- **TEXT PROVIDED**:
# # # # #
Polluted water in urban poor communities transmits water-borne diarrheal diseases, such as cholera and typhoid, which can be particularly deadly to children. This evaluation studied whether an inexpensive water chlorination method installed in community hand-pumps reduced disease in poor communities in Dhaka, Bangladesh.
|Research area:||Water Supply, Sanitation and Hygiene|
|Evaluation Sample:||All poor households, with at least one child under five, that access one of 160 studied shared water points in Dhaka.|
|Timeline:||2013 – 2017 (Completed, endline report pending)|
|Intervention:||Water disinfecting technology|
|Researchers:||Stephen Luby, Stanford University; Amy Pickering, Stanford University; Peter Winch, Johns Hopkins University; Michael Kremer, Harvard University; Leanne Unicomb, icddr,b; Farhana Sultana, icddr,b; Pratibha Mistry, World Bank|
|Partners:||Dushtha Shathya Kendra (DSK); Stanford’s Lotus Water Initiative (LWI); J-PAL Urban Services Initiative; Government of Bangladesh; icddr,b; Stanford University; Johns Hopkins University; Harvard University|
Studies have looked at the effectiveness of making available to households free or cheap chlorine (see: Evaluations for chlorination). But distributing chlorine requires changing people’s behavior so they use chlorine tablets or dispensers, which isn’t always easy.
# # # # #
- **LISTED RECORDS**:

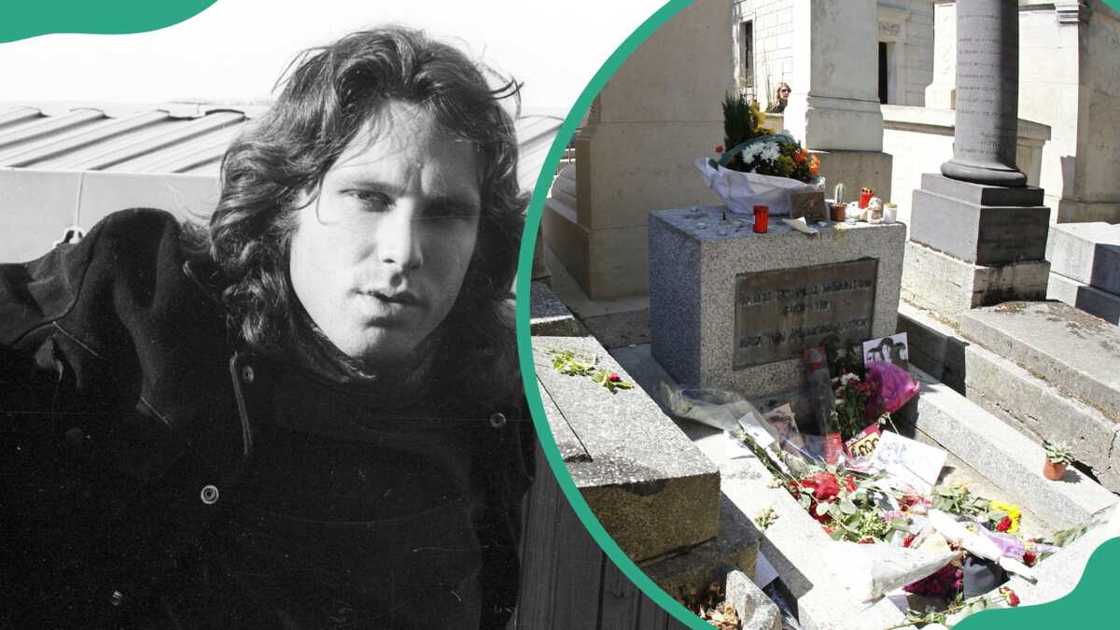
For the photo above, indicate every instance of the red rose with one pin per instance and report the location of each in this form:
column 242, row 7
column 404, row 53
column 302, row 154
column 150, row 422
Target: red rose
column 824, row 485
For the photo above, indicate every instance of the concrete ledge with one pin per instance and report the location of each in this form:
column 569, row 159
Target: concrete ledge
column 1073, row 250
column 940, row 283
column 1072, row 350
column 1005, row 456
column 1094, row 302
column 647, row 483
column 756, row 611
column 691, row 572
column 1013, row 394
column 934, row 346
column 982, row 234
column 549, row 316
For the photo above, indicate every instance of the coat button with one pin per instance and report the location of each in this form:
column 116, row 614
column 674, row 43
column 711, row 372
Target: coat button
column 208, row 494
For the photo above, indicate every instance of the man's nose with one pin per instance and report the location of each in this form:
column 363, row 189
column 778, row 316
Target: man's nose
column 399, row 237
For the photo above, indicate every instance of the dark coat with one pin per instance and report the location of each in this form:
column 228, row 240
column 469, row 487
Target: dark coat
column 127, row 413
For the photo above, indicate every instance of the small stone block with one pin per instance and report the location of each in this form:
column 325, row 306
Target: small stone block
column 809, row 204
column 1072, row 350
column 1004, row 455
column 980, row 234
column 1107, row 269
column 549, row 316
column 646, row 482
column 698, row 263
column 756, row 611
column 979, row 194
column 1094, row 302
column 1080, row 251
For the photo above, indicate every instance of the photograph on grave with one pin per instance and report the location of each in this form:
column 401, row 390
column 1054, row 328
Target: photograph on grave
column 813, row 366
column 261, row 370
column 893, row 349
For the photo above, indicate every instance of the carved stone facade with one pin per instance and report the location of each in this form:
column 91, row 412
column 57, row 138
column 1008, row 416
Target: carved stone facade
column 905, row 33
# # # # #
- **EXERCISES**:
**a)** Rewrite the paragraph of the Dhaka water chlorination text that begins "Polluted water in urban poor communities" in two shorter sentences, keeping its main facts.
**b)** Pick up the text on the Dhaka water chlorination study after its final sentence, carrying on from the point about changing people's behavior.

- **RESULTS BY TASK**:
**a)** In poor urban communities, polluted water spreads diarrheal diseases such as cholera and typhoid, which are especially deadly to children. This evaluation tested whether cheap chlorination installed in community hand-pumps in Dhaka, Bangladesh, reduced disease.

**b)**
This project was focused on a method to reduce the global burden of water-related illness by developing and implementing a low-cost, in-line chlorination technology that delivers chlorine automatically when water pumps are used. The results of this impact evaluation can help inform programs seeking to ensure clean water, potentially offering an alternative approach for reducing water-borne illnesses that can harm especially children’s development.
Fully one third of the world's population- approximately 2.3 billion people- rely on shared water points, and this percentage has not changed over the past 20 years (The WHO/UNICEF Joint Monitoring Programme, 2012).
In Dhaka, more than 20 percent of the city’s 15 million residents live in slums and almost all rely on shared taps or handpumps for water. Efforts to market in-home disinfection technologies, such as chlorine products and filters, have not succeeded. Dhaka’s public water utility company has not considered installing disinfecting solutions at shared community distribution points because cost-effective technologies aren’t yet available. In this project, researchers used an inexpensive technology to automatically add chlorine to water dispensed at public taps and shared hand pumps. The technology had no moving parts and did not require electricity to operate.